* Tasks for this exercise
1. Translate this sentence from the MPLS-TE guide into Spanish: "Strict hops give deterministic path control; loose hops allow IGP flexibility between fixed waypoints."
2. Answer these questions from the MPLS-TE guide:
(a) Which RFC defines the RSVP-TE that RouterOS implements?
(b) In which direction does the RESV message travel?
(c) Which router role pops the TE label?
3. Pick up the MPLS-TE guide after its last sentence and continue writing it.

* Document extract

"""

MPLS Traffic Engineering and RSVP-TE

MPLS Traffic Engineering and RSVP-TE

This guide covers RouterOS MPLS Traffic Engineering (MPLS-TE): configuring explicit paths and bandwidth reservations, creating TE tunnels, and verifying traffic-engineered Label Switched Paths (LSPs).

MPLS-TE solves a fundamental limitation of plain LDP: LDP builds LSPs along the IGP shortest path, so congested links remain congested even when capacity exists on alternate paths. Traffic engineering adds two capabilities — explicit path control, so you can steer LSPs through specific routers regardless of the IGP metric, and bandwidth reservation, so a tunnel can guarantee capacity along every hop before traffic flows.

RouterOS implements RSVP-TE as defined in RFC 3209. All MPLS-TE configuration lives under /mpls traffic-eng — the sub-menus are tunnel, path, and interface.

Hardware and Licensed CHR Required

MPLS-TE forwarding is not supported on CHR free-tier instances. On free CHR, tunnels remain permanently invalid and never forward traffic — the MPLS package accepts the configuration but the dataplane does not support TE. Testing this feature requires physical RouterOS hardware or a paid CHR license (p1 or higher). Verification of the configuration examples below is not possible on free CHR.

Overview

RSVP-TE Signaling

When a TE tunnel is established, RSVP-TE performs a two-phase handshake:

1. PATH message — sent hop-by-hop from the ingress router toward the egress, carrying the Explicit Route Object (ERO) that lists the required hops and the bandwidth request. Each transit router allocates resources and forwards the PATH toward the next hop.
2. RESV message — sent in the reverse direction from egress to ingress. Each router confirms the reservation and allocates a label, building the LFIB entry. When the RESV reaches the ingress, the tunnel is up and forwarding begins.

Note

There is no global enabled=yes toggle for RSVP-TE in RouterOS 7. RSVP-TE becomes active automatically once TE interfaces and tunnels are configured and a TE-capable IGP (OSPF or IS-IS with TE extensions) has discovered the topology. Tunnels will show “RSVP not active for VRF” until the IGP brings up TE adjacencies.

Router Roles

Role	Responsibility
Ingress	Originates PATH messages, pushes the TE label, sends traffic into the tunnel
Transit	Receives PATH, reserves bandwidth, swaps labels, forwards RESV back
Egress	Terminates the tunnel, pops the TE label, delivers traffic to the IP layer

Explicit Paths

An explicit path is a named list of IP hop addresses. Each hop must specify its type:

• /strict — the LSP must reach that address directly, with no intermediate routers
• /loose — the LSP must pass through that address but may take any IGP path to get there

Strict hops give deterministic path control; loose hops allow IGP flexibility between fixed waypoints.

See MPLS-TE Hop Types for the full ERO notation reference.

"""

* Extracted information
"""

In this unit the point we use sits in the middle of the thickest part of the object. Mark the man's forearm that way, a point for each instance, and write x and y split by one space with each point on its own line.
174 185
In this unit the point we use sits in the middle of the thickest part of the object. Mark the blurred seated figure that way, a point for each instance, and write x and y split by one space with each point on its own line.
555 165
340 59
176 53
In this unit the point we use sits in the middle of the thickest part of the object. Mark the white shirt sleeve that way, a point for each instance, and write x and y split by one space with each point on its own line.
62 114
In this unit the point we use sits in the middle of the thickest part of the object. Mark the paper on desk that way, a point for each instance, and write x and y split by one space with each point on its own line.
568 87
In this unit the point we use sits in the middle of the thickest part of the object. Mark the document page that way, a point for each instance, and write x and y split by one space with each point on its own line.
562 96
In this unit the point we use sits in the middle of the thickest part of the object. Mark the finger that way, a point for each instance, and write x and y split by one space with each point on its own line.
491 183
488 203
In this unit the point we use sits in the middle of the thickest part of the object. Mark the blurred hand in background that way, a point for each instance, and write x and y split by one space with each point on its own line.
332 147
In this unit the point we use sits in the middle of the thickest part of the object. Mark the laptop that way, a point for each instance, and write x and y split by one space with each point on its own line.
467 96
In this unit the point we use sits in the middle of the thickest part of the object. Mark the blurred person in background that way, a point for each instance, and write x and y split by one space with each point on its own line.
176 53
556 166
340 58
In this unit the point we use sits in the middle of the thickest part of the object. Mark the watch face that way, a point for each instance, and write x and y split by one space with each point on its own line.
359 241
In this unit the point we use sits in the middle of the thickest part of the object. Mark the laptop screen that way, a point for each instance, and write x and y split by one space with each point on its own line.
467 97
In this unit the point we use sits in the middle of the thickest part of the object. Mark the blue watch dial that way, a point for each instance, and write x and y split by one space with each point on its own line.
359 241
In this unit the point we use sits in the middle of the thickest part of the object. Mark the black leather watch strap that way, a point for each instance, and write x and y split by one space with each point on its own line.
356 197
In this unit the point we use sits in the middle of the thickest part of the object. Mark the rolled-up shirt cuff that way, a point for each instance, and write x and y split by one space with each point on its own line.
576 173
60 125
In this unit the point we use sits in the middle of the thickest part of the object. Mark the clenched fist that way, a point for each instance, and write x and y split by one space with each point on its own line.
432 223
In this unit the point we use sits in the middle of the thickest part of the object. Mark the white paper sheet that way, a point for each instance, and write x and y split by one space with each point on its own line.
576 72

"""

* Answers for the exercise
1. Los saltos estrictos ofrecen un control determinista de la ruta; los saltos laxos permiten flexibilidad del IGP entre puntos de paso fijos.

2.
(a) RFC 3209
(b) From egress to ingress
(c) Egress

3.
Bandwidth Reservation

Bandwidth reservation is optional. When specified on a tunnel, RSVP-TE signals the requested bandwidth in the PATH message. If any link along the path cannot satisfy the request, the PATH fails and the tunnel does not come up. This hard-admission-control model ensures you never over-provision a link beyond its declared TE capacity.

Prerequisites

• RouterOS with the mpls package enabled (verify with /system/package/print)
• OSPF or IS-IS advertising loopback /32 addresses and transport subnets — RSVP-TE uses IGP reachability to route PATH messages between explicit hops. OSPF Opaque LSA support (RFC 3630) is required to flood TE link attributes for CSPF path computation; this is built into RouterOS OSPF and does not require additional configuration
• MPLS forwarding enabled on core interfaces (/mpls interface) — required on every link that will carry labeled TE traffic
• LDP is not required for RSVP-TE tunnels; TE tunnels carry their own label bindings via RESV messages

Note

RSVP-TE tunnels are independent of LDP LSPs. The same physical interfaces can carry both LDP-switched and RSVP-TE-switched traffic simultaneously.

Configuration

The examples below use the following three-router topology:

Router	Role	Loopback	Links
R1	Ingress	1.1.1.1/32	ether1 — 10.0.12.0/30 → R2
R2	Transit	2.2.2.2/32	ether1 — 10.0.12.0/30 → R1, ether2 — 10.0.23.0/30 → R3
R3	Egress	3.3.3.3/32	ether1 — 10.0.23.0/30 → R2

Step 1: Enable MPLS on Interfaces

MPLS forwarding must be active on every interface that will carry TE traffic. If you followed the LDP guide, this is already done.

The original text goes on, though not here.